= Beginning of Section =

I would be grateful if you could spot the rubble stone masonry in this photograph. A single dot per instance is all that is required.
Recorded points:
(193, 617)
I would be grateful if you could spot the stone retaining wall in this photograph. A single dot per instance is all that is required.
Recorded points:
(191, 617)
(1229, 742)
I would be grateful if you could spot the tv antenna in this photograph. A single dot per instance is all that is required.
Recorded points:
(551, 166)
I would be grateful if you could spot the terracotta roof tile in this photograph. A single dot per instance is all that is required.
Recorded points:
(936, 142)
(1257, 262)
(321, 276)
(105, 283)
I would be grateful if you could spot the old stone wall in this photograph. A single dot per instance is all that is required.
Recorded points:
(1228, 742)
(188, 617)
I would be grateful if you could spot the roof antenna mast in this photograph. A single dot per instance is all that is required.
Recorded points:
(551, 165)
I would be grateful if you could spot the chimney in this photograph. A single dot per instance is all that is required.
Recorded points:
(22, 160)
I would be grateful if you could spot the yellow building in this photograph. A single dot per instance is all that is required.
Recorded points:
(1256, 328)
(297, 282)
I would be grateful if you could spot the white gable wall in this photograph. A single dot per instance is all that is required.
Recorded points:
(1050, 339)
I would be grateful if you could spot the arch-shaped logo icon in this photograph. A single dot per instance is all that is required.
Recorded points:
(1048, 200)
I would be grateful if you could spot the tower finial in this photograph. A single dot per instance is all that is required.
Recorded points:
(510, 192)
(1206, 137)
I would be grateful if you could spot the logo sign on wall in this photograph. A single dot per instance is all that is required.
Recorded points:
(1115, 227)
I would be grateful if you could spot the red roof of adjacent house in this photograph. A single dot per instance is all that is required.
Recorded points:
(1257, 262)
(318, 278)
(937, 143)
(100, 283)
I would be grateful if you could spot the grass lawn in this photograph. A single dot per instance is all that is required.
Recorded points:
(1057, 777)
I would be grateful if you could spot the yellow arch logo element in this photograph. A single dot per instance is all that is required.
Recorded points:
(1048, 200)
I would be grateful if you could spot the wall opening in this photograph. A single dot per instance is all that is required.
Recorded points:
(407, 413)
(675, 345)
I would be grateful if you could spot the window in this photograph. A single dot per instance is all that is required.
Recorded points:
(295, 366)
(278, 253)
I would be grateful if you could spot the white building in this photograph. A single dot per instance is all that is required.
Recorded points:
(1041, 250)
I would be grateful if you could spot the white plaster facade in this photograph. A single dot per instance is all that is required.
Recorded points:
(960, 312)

= End of Section =

- ASSIGNED TASK
Retype the entries precisely as they stand.

- SOLVED PROBLEM
I would be grateful if you could spot the rubble stone masonry in this photograph. A single dot per instance is all that is required.
Recorded points:
(193, 617)
I would be grateful if you could spot the stone retaining wall in this photograph. A single dot per instance is all that is required.
Recorded points:
(191, 617)
(1229, 742)
I would be grateful if you could spot the tv antenna in this photograph. A single dot per instance is all that is required.
Recorded points:
(551, 166)
I would be grateful if you could spot the terracotta roof tile in this photograph. A single dot per instance is all that is required.
Recorded points:
(936, 142)
(1257, 262)
(321, 276)
(105, 283)
I would be grateful if you could spot the old stone wall in this photograph. A single dot per instance is all that is required.
Recorded points:
(1228, 742)
(188, 617)
I would be grateful if you could spot the roof antenna mast in this photograph. A single dot per instance is all that is required.
Recorded points:
(551, 165)
I would be grateful if you could spot the chimney in this photograph. A single dot per instance is all that is required.
Recorded points:
(22, 160)
I would be grateful if you could spot the yellow building in this photograph. A single dot per instance is all that is required.
Recorded points:
(1256, 328)
(297, 282)
I would be grateful if you could spot the white gable wall in this photograph. A single dot per instance is all that is required.
Recorded points:
(1050, 339)
I would be grateful if you could spot the arch-shaped logo icon in this photograph. A single dot per instance is all that is required.
Recorded points:
(1048, 200)
I would be grateful if you could spot the tower finial in this photograph. A single dot per instance is all that is required.
Recorded points:
(510, 192)
(1206, 137)
I would be grateful if you could spot the logo sign on wall in this photograph. A single dot per instance is all that is required.
Recorded points:
(1115, 227)
I would be grateful if you could spot the red roof of adjacent house in this photograph. A single dot per instance is all that is required.
Recorded points:
(1257, 262)
(318, 278)
(937, 143)
(100, 283)
I would be grateful if you could spot the grass lawn in this photograph. A single dot per instance is all that is required.
Recorded points:
(1057, 777)
I would be grateful if you could spot the yellow arch logo element in this photograph. A single dot per instance is all that is required.
Recorded points:
(1048, 200)
I would be grateful if you could spot the wall opening in this photograph. A single dot per instance is all that is required.
Recorded points:
(407, 413)
(675, 345)
I would be grateful if you could spot the window in this photograph. A single dot per instance is all that is required.
Recorded points:
(295, 366)
(278, 253)
I would be grateful if you could spot the white building in this photograph. A single dot per instance is all that is required.
Recorded points:
(1041, 250)
I would be grateful if you could spot the white plaster facade in this photograph. A single dot per instance is all that is required.
Recorded points:
(960, 312)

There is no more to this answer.